#### TASK INSTRUCTIONS
- 1) Answer these questions from the tendinitis essay:
(a) What object did the writer's elbow strike that January night?
(b) What is the title of the novel the writer plans to release?
(c) In what month will the writer's new blog series begin?
- 2) From the tendinitis essay, list every activity named as something that can bring on tendinitis.
- 3) Return the part of the tendinitis essay from "Talk about discouragement!" up to and including "to go away.", word for word.

#### SOURCE PASSAGE
________________________

Working Through Pain
Pain. That’s what blazed up my arm that cold January night when I accidentally rammed my elbow into the corner of a granite planter where all three angles met. The details of why it happened don’t matter. What’s important was that the pain never quite went away. Instead, it grew in intensity as pain that manifested itself gradually over a period of weeks. It impacted my writing, typing, and weightlifting, all of which keep me sane. By April, I had to stop lifting. I lost my endurance for writing. Finally, as vacation rolled around in late May, I told my husband that if I weren’t better by the time we returned from the beach, I was calling my physical therapist.
Guess what? I wasn’t better.
Talk about discouragement! I had no endurance in writing. I couldn’t lift weights. It even hurt to do my job.
What’s a girl to do?
The cause. I went to PT. Tendinitis in my right arm. My left arm was simply weak. Tendinitis can occur when the tendons in the arm get inflamed. It’s also called tennis elbow, but it can happen from anything: typing in the incorrect position, chronically gripping a pen too hard, lifting, tennis, anything with repetitive motion when it’s overdone. Problem is, without treatment, it takes an incredibly long time to go away.
The solution. This is why I went to PT. I simply couldn’t deal with the frustration anymore. I gather from my physical therapist’s lack of surprise that he sees a lot of it. The good news? He thought he had a solution, one that consisted of dry needling for starters, then lots of stretching and strengthening, followed by ice during the healing phase and heat during the strengthening phase.
The result. Eight months after injury and three months after diagnosis, I’m much better. Not all the way there, but I know it will come. I’ve learned a lot since then, like it’s okay to wear wrist wraps that I use for lifting for typing because they stabilize my wrists. I’ll wear them until I feel like the pain is mostly gone. And when weightlifting? My therapist is a lifter, and he gave me some good tips.
The lesson. I’ve also learned a lot about myself. I can persevere. I can also be what I joke is impatiently patient. I know that I will heal, but I want to heal tomorrow. Having tendinitis has also taught me that it’s okay to slow down. Since it sapped my writing endurance, I discovered that it’s okay to not write as much, hence why I took the summer off from blogging. And finally, I learned to lean into God rather than on my own understanding as I dealt with a series of life stresses that physical activity and writing normally eased.
The future. Gradually, I’m making my comeback. I have a new enthusiasm for writing. Matter of fact, I’ll be putting out a novel called Loose Ends after the first of the year. Stay tuned for more on that. I’m also going to get back to blogging. Starting in October, I’ll be doing a series related to what it’s like to be a writer full time.
When will I heal completely? Only God knows that. And as I heal, I’ll trust that He will sustain me.

________________________

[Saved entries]
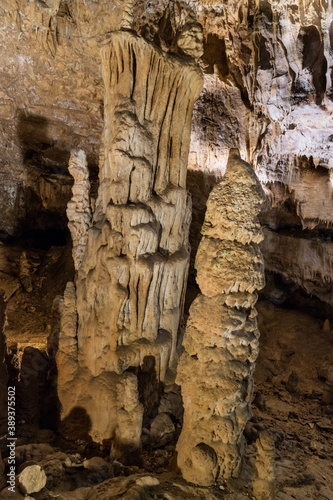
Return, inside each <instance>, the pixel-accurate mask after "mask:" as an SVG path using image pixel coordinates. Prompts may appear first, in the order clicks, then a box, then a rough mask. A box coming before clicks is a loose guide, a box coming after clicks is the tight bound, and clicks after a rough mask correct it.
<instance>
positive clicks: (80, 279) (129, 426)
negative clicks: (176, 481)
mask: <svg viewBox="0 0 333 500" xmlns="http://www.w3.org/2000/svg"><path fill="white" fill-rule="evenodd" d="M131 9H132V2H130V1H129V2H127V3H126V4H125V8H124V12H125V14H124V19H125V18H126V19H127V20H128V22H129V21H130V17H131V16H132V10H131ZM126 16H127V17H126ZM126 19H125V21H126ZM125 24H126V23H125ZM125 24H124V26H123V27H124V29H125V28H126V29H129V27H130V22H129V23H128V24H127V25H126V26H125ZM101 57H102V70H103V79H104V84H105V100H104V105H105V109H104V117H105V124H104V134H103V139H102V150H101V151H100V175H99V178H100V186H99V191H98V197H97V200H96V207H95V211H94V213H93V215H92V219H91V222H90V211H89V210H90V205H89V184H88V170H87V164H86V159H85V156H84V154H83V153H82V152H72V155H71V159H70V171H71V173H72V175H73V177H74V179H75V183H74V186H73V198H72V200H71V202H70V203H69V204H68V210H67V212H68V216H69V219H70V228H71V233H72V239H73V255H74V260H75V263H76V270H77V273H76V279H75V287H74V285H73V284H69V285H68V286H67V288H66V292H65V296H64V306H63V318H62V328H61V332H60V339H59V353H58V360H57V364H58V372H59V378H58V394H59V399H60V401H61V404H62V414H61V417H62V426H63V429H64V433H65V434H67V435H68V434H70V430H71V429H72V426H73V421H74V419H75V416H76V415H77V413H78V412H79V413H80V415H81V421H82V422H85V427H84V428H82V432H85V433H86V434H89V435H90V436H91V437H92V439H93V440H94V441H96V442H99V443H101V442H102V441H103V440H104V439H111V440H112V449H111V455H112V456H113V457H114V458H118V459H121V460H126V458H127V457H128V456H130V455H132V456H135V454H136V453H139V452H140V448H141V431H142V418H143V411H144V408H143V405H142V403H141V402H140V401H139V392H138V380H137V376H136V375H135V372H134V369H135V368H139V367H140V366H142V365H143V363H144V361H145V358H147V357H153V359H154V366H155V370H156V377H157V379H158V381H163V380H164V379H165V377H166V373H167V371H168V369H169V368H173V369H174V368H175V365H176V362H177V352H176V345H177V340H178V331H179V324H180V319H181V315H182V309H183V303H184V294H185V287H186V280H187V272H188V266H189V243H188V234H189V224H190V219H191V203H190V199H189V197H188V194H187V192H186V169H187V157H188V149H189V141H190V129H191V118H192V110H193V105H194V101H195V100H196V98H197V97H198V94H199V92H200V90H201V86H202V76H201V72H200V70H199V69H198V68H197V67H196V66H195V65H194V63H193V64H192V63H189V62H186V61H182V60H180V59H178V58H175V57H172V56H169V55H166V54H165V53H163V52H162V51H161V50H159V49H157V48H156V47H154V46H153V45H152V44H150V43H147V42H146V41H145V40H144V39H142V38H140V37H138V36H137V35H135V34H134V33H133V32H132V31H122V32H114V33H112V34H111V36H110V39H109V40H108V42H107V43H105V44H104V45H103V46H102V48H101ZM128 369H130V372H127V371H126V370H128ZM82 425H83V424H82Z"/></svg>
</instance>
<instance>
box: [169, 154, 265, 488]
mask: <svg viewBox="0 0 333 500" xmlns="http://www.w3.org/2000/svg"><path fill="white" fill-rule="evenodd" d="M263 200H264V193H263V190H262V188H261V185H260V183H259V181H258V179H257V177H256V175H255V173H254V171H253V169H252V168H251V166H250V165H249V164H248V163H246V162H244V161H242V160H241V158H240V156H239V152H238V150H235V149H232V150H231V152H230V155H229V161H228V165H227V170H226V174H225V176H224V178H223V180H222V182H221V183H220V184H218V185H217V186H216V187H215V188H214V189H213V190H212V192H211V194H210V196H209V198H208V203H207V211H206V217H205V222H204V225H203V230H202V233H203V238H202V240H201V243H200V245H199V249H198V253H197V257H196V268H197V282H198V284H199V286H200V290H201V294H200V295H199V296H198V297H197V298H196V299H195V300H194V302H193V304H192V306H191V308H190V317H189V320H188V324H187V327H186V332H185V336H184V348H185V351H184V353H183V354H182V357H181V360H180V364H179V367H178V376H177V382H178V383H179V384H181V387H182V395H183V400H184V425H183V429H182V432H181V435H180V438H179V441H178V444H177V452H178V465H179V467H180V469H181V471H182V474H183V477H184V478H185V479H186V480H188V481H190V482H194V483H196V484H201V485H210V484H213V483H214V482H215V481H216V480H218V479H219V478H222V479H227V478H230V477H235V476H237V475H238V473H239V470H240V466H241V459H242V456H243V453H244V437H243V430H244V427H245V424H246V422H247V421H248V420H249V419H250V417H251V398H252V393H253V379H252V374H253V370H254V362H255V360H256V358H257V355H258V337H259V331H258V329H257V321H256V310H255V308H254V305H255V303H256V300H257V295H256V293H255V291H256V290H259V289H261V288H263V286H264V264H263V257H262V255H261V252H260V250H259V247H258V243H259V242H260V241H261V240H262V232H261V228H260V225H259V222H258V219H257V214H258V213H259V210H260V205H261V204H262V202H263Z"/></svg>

________________________

#### TASK ANSWERS
- 1)
(a) The corner of a granite planter
(b) Loose Ends
(c) October

- 2)
- Typing in the incorrect position
- Chronically gripping a pen too hard
- Lifting
- Tennis
- Anything with repetitive motion when it's overdone

- 3)
Talk about discouragement! I had no endurance in writing. I couldn’t lift weights. It even hurt to do my job.
What’s a girl to do?
The cause. I went to PT. Tendinitis in my right arm. My left arm was simply weak. Tendinitis can occur when the tendons in the arm get inflamed. It’s also called tennis elbow, but it can happen from anything: typing in the incorrect position, chronically gripping a pen too hard, lifting, tennis, anything with repetitive motion when it’s overdone. Problem is, without treatment, it takes an incredibly long time to go away.